## Quoted text
========================================

However, Ladd Keith, assistant professor in planning and chair of the Sustainable Built Environments program at the University of Arizona, takes the challenges of water conservation in the desert head on. “In many ways, Phoenix and Tucson are on the cutting edge of sustainability because they were forced to confront water scarcity decades ago,” he says. “The Southwest is fertile ground to create solutions.”
Some of these solutions are working. Although Phoenix has grown by over 400,000 people, the water usage is the same as it was 20 years ago, Sorensen says. “We have basically decoupled growth from water use.”
The evolution of water conservation and sustainability in desert environments is a result of a multi-prong approach: rethinking city planning, efficient water use and shifting perspectives.
Rethinking City Planning: Assessing the Urban Heat Island Map
Rethinking city planning is a key way for desert cities to approach water scarcity especially since the city growth rate is increasing more rapidly in Arizona than in other places. Part of this influx is due to affordable housing, lower taxes, educational institutions, and temperate weather. “The population of desert regions is growing at an 18.5 percent faster rate compared to those in other ecological zones,” says Keith. “Aquifers are still depleting and as a result of climate change there will be less winter precipitation to feed the Colorado River. In the future, we will see more droughts.” Given this context, it is essential for communities to rethink city planning and water use.
That requires looking at the urban heat island map of a particular city. The urban heat island impact (UHI) focuses on what causes a certain metropolitan area to have a higher temperature than its surrounding rural areas. At night, cities cool off less due to the heat absorbed during the day in the built environment, including buildings, streets, and parking lots. There is also a dense traffic of people in urban areas, all of whom emit heat, which also increases the UHI. Rural areas have a lower UHI because they are less populated, have more green areas, and fewer buildings.
For scientists, mapping urban heat islands takes concentrated effort. Satellite images track hot and cool temperature zones in a particular place to help developers make better city planning decisions. Researchers are also measuring whether the temperature measurements from the satellite correlate to what people are feeling on the ground and their thermal comfort. Correlating information from the satellites and data collection, which includes measuring people’s experienced thermal comfort, can help urban planners make informed decisions related to on site design,” says Keith. The factors that increase or lower an urban heat island depend on the type of building materials used, cars, and the amount of vegetation. Lighter colors, green roofs, clay, and straw minimize the impact on the landscape and help lower temperature, while lack of vegetation and darker-colored materials tend to increase it. Keith’s research looks at how planners use UHI maps from satellite data in Southwest cities such as Phoenix, Tucson, Albuquerque, and Las Cruces to see how future development can reduce a particular area’s UHI. This data helps urban planners devise more cool spaces in an urban sprawl. Keith says other metropolises like New York and Miami, are interested in learning lessons from the Southwest cities to better deal with their recent heat waves.

========================================

[Excerpts from a detection dataset]
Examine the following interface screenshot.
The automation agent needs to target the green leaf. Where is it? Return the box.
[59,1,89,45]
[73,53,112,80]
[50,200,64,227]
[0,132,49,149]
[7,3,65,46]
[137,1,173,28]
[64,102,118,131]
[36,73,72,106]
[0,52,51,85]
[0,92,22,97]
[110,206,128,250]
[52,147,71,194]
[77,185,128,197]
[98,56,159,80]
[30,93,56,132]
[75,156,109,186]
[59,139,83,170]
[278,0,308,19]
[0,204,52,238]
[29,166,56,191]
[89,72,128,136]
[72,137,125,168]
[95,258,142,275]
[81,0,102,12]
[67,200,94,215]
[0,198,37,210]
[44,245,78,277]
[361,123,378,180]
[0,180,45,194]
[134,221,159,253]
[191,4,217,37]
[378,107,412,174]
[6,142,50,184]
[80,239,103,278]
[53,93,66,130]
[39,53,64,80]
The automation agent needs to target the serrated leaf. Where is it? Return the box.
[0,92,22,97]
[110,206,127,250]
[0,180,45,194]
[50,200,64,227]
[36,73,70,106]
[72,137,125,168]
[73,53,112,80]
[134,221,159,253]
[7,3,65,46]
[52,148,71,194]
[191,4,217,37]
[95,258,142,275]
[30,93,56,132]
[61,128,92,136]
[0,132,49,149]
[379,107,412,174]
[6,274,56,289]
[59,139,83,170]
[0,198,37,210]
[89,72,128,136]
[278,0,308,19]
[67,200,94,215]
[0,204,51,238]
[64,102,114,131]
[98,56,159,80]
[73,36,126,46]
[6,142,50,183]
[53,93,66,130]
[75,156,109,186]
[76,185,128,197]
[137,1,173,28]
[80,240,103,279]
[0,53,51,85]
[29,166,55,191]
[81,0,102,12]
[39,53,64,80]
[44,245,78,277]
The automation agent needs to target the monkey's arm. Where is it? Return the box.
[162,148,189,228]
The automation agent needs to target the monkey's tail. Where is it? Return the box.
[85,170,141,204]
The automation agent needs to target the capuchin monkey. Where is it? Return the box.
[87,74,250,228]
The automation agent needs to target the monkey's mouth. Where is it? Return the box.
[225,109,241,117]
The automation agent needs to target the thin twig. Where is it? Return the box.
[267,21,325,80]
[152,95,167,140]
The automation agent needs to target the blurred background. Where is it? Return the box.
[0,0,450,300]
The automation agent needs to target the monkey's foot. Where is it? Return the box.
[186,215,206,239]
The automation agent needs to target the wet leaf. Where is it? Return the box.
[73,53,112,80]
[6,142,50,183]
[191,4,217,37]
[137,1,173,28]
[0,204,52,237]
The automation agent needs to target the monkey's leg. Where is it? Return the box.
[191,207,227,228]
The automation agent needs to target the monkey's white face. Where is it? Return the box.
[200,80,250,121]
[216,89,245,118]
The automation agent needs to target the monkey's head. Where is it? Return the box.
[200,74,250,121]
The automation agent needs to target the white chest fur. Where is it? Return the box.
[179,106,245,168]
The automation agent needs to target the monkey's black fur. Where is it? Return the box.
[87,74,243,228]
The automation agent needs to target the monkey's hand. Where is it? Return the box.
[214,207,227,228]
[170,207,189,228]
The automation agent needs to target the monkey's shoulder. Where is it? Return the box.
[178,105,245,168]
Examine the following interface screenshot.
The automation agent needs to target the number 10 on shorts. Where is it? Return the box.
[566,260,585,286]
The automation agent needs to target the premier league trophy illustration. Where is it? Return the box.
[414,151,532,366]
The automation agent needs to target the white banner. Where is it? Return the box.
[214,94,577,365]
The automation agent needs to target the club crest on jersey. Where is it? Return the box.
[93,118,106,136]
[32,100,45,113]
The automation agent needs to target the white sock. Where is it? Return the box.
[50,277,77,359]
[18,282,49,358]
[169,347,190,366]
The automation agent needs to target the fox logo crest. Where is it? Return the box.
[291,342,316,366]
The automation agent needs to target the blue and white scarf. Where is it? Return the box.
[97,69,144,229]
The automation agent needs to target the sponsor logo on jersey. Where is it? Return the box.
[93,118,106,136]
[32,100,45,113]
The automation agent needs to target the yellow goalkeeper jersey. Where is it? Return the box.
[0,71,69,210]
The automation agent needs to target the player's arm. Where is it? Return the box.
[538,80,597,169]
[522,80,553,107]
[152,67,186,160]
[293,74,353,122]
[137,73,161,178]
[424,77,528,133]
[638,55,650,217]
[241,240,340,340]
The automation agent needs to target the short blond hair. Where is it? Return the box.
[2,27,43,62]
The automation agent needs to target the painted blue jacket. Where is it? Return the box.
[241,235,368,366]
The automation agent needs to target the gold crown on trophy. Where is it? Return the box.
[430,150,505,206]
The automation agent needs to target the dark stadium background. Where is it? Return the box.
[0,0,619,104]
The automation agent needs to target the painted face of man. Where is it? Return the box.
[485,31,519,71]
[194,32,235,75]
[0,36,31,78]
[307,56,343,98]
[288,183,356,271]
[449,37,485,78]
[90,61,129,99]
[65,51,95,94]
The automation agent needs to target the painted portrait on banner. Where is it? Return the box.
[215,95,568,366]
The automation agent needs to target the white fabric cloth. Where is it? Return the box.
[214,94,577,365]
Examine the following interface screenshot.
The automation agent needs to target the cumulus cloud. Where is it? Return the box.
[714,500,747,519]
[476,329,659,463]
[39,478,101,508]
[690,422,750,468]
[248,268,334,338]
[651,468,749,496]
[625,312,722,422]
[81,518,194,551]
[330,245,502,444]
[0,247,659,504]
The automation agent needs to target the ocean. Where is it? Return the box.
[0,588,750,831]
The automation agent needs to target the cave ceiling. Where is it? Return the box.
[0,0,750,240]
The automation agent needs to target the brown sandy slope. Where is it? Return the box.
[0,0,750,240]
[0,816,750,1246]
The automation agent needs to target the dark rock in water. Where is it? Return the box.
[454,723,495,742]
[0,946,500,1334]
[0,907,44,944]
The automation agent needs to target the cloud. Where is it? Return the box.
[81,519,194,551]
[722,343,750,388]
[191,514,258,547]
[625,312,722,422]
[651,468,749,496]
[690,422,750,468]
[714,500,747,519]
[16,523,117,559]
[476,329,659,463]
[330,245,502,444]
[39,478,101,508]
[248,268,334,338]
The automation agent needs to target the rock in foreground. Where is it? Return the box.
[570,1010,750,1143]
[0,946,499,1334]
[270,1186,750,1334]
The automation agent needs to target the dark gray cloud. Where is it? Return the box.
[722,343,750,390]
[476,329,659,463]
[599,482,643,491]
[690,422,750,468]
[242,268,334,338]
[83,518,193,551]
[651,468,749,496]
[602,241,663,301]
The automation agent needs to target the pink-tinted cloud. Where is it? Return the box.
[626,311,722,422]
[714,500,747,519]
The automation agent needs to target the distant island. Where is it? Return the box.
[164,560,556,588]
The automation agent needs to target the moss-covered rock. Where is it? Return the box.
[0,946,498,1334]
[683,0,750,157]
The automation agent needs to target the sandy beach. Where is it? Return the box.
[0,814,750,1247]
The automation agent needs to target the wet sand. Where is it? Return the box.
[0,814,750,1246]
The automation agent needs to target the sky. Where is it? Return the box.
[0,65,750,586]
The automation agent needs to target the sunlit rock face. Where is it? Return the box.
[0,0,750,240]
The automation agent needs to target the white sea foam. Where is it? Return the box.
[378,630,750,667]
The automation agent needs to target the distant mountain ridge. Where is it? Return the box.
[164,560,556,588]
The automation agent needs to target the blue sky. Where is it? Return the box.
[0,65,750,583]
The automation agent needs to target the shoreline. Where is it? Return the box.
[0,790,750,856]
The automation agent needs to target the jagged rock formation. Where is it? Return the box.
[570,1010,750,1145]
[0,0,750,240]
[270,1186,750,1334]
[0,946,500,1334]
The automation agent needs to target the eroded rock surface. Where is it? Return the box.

========================================

## Tasks
- 1) In the passage on desert water conservation, reproduce the text from "Some of these" up to and including "and shifting perspectives.".
- 2) According to the passage on desert water conservation, why do rural areas have a lower urban heat island impact than cities?

## Problem solutions
- 1)
Some of these solutions are working. Although Phoenix has grown by over 400,000 people, the water usage is the same as it was 20 years ago, Sorensen says. “We have basically decoupled growth from water use.”
The evolution of water conservation and sustainability in desert environments is a result of a multi-prong approach: rethinking city planning, efficient water use and shifting perspectives.

- 2) Rural areas are less populated than urban areas. They also have more green areas and fewer buildings.